What the exercise asks - Pull out every line of the items below that contains the word "debris", treating uppercase and lowercase as different.

(Object point labels)
□ □ □
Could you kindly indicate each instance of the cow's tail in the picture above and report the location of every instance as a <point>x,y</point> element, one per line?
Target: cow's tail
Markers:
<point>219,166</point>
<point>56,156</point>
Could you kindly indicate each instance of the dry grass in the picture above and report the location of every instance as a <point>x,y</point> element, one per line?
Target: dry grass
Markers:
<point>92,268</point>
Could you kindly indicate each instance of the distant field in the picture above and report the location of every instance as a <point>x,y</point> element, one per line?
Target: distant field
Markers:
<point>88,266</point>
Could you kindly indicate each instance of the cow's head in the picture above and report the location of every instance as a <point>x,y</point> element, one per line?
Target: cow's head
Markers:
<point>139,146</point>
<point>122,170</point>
□ □ □
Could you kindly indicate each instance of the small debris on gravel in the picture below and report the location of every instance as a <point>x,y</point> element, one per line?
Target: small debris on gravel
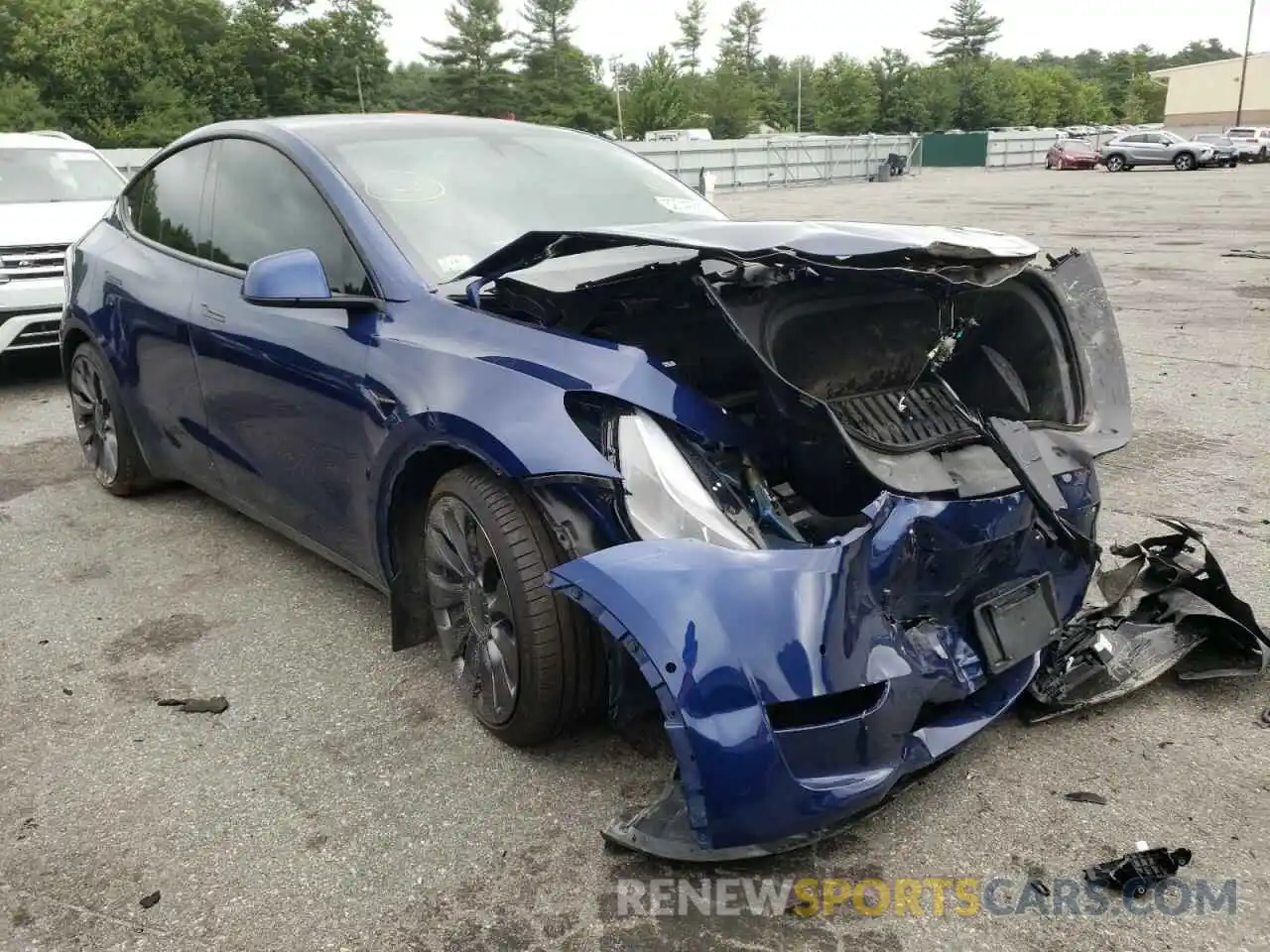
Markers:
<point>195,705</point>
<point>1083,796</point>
□ □ □
Reply to the exercise -
Could you kindly indicate each instance of the small debris on gravel in the picture below and report the location of every instance as a <point>x,y</point> element, one per line?
Target: small debris on gravel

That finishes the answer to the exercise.